▸ **Task instructions**
Continue the article on the Court Pendu Plat apple given below, starting right after its last sentence.

▸ **Page text**

┄┄┄┄┄┄

Court Pendu Plat is an extremely old French cultivar of domesticated apple that was first recorded in 1613. The cultivar definitely dates back to earlier than the 17th century, and it is thought that it may have been cultivated by the Romans. It is known for its intense flavor which mellows with storage.

==Names==
The apple's name is derived from corps pendu in French, which refers to the short stalk of the fruit. This also matches with its German name "Kurzstiel" or how it is named in Deutsche Pomologie "Koeniglicher Kurzstiel", meaning the royal short stalk. It is also called the "Wise Apple" because of its late flowering, which avoids the risk of blossom damage due to frost.

==Description==
'Court Pendu Plat' has a unique texture which is dense but not crisp, similar to cheddar cheese, so it is recommended to cut it with a knife and not bite in while whole. The skin is greenish yellow and flushed with red, and is often russeted. The fruit's shape is extremely flattened. It is mainly eaten fresh, but can also be used in cooking. The apple is rather dry and not very juicy.

┄┄┄┄┄┄

[Stored data entries]
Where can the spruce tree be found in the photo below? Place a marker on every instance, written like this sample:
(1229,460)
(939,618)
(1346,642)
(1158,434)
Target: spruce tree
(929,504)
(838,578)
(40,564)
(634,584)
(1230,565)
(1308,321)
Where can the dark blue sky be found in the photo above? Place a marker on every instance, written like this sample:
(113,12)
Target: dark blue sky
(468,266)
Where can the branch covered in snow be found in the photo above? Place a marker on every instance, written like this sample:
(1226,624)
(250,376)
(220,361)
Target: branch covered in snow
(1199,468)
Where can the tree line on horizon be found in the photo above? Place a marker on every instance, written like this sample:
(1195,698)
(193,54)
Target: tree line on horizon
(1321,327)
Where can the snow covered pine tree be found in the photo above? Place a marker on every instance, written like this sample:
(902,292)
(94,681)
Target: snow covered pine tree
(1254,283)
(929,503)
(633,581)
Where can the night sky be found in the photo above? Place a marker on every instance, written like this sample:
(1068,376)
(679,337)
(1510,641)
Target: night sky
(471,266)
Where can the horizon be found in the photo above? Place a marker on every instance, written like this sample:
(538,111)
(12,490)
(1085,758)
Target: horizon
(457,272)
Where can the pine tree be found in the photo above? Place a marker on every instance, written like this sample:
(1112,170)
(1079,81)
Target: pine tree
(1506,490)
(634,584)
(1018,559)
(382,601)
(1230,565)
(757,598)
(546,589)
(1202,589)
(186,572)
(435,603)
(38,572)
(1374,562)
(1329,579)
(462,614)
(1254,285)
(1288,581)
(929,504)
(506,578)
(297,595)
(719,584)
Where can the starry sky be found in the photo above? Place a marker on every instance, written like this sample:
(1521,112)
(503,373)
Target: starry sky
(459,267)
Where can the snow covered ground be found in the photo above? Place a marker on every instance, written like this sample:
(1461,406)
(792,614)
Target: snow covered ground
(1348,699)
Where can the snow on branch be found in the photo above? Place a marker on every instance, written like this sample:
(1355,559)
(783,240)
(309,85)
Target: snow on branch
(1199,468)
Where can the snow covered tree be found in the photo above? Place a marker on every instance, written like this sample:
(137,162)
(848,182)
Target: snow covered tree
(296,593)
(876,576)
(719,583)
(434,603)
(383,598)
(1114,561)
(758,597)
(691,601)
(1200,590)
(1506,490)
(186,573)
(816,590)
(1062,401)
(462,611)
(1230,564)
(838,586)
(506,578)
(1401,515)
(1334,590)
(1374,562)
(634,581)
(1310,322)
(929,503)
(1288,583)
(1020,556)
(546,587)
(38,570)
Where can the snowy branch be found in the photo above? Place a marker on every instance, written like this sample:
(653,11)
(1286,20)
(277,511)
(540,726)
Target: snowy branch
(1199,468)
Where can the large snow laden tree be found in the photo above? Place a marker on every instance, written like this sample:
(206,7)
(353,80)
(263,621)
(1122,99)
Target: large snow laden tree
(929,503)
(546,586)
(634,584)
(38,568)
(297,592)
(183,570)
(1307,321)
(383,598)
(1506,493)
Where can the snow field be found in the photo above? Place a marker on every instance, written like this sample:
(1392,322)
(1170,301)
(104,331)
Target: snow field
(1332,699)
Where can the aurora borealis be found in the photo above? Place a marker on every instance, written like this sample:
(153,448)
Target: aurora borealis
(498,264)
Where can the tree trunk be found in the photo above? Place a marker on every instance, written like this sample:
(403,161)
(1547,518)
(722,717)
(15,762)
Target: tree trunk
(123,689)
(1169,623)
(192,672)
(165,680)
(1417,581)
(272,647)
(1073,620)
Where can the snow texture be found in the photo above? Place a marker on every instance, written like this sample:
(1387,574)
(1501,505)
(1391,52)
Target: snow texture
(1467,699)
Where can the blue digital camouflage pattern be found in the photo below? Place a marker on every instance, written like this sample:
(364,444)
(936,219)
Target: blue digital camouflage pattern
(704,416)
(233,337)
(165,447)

┄┄┄┄┄┄

▸ **Output**
The Court Pendu Plat tree is a spur-bearer with attractive flowers. It has a good resistance to general apple diseases, especially to scab and to mildew, as well as a resistance to frost. The apple is harvested late, usually in October.

==Descendants==
'Court Pendu Plat' is a direct progenitor of the 'Suntan' apple and a more distant ancestor for the 'Flamenco' apple. It may also be an ancestor of the very popular English 'Cox's Orange Pippin', since it shares its intense flavor, flattened shape, coloring and shading.